▶ **AIM**
State how many lines of the listing below contain the word "glove". Give only the number.
**** DATASET EXCERPTS
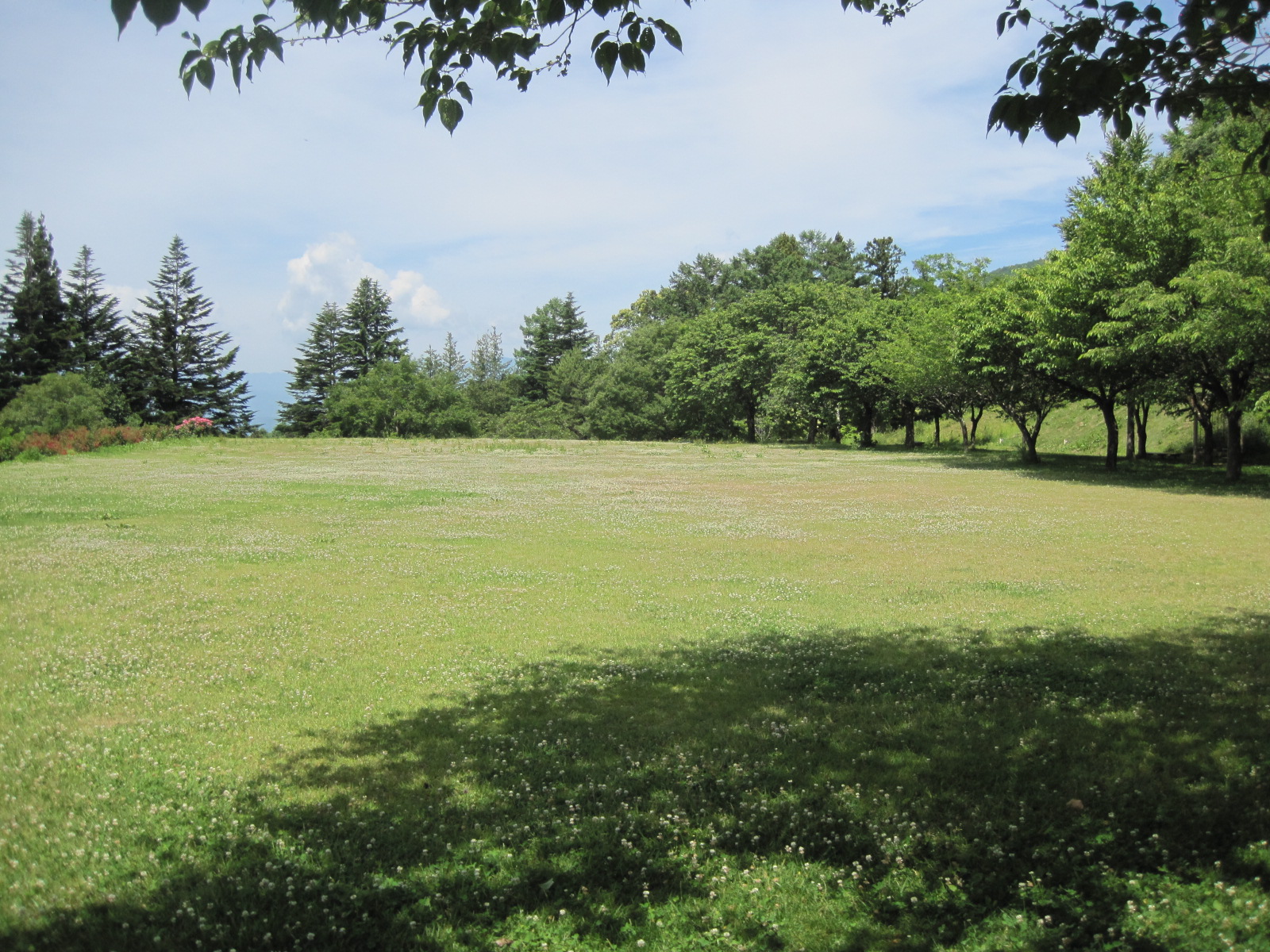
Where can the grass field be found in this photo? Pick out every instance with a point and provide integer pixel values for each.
********
**** DATASET EXCERPTS
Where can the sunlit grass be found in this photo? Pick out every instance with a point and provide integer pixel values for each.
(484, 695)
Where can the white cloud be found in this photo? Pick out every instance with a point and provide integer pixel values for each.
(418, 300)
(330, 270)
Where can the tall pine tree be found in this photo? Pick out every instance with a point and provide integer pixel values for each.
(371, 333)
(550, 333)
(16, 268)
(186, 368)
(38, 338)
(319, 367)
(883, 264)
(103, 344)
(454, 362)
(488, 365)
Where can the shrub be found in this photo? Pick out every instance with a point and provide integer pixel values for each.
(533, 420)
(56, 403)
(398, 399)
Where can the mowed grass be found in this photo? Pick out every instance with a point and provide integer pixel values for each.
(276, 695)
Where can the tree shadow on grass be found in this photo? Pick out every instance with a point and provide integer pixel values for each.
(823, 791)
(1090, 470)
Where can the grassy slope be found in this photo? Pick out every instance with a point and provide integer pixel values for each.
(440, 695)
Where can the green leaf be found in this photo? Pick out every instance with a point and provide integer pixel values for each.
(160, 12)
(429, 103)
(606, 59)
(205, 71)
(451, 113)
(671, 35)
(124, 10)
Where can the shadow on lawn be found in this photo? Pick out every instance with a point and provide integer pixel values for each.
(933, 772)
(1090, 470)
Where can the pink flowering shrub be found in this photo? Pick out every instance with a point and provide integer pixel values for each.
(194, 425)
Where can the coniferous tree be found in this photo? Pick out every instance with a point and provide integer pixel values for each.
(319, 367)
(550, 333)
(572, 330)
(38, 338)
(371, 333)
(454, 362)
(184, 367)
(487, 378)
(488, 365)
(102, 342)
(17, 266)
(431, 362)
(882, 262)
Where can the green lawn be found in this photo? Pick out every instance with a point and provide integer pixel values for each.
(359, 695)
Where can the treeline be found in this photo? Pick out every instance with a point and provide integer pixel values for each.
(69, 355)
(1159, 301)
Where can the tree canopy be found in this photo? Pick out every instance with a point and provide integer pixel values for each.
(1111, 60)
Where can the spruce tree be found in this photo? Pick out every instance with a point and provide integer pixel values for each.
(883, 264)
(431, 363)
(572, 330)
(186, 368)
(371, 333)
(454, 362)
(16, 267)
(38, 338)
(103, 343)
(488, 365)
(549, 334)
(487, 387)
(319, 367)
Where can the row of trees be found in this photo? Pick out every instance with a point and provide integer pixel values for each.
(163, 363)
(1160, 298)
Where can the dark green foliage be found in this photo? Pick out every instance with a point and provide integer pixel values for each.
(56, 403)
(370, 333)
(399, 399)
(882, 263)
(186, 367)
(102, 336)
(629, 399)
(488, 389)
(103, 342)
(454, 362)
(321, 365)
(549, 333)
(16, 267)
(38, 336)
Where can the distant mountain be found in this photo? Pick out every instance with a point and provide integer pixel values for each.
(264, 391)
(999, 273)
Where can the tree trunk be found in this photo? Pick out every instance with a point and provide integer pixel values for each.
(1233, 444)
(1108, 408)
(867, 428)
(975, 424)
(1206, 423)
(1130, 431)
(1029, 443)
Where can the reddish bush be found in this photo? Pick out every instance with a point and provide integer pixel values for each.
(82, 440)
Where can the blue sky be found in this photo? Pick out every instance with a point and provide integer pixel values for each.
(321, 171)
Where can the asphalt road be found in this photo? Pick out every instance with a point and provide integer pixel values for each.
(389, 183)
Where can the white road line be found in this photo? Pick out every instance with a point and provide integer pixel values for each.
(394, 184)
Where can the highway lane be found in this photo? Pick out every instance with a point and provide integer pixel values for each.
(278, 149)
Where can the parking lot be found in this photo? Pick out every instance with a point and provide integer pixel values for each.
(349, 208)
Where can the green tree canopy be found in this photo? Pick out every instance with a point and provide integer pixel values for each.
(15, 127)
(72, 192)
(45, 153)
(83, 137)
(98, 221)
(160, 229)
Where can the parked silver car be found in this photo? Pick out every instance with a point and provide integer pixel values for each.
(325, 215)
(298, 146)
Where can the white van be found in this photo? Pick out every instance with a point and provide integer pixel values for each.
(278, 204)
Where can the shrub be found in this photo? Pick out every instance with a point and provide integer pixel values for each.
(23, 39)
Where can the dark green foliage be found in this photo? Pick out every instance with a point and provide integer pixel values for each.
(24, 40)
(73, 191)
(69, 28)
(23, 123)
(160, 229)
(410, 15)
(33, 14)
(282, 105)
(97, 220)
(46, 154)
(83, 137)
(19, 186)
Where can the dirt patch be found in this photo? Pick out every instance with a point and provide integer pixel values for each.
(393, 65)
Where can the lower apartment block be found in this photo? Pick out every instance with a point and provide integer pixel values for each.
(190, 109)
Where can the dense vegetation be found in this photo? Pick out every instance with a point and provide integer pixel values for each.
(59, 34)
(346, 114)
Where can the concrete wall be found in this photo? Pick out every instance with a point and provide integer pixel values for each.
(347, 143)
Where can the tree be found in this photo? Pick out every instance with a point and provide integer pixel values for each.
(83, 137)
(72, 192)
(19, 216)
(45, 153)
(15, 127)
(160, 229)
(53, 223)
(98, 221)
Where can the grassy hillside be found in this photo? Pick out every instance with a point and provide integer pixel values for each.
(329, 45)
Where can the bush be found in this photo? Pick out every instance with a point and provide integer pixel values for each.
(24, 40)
********
**** DATASET EXCERPTS
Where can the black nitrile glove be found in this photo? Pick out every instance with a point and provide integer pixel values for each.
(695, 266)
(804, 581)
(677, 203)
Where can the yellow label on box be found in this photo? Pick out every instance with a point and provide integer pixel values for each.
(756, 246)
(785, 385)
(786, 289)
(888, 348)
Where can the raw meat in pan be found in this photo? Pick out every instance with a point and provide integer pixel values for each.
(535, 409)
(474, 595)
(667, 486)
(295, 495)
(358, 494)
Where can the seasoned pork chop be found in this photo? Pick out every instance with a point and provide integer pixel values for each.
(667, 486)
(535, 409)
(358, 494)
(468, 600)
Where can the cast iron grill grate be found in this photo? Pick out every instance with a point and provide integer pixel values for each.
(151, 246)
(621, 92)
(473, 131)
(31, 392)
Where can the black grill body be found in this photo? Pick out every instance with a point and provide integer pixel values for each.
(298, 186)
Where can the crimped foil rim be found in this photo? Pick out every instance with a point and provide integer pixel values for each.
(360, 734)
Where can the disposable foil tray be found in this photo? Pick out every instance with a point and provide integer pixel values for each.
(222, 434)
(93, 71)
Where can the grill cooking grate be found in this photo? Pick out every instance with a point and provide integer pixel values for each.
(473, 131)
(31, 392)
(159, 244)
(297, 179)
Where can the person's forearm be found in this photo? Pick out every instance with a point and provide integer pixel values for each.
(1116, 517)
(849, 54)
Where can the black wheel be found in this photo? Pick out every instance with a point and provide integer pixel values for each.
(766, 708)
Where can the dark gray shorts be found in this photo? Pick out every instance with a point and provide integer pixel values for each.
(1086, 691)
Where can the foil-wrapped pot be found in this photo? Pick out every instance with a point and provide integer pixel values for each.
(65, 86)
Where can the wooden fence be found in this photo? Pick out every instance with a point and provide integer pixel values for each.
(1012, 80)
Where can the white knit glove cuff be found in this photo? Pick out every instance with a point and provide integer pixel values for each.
********
▶ **TASK ANSWER**
2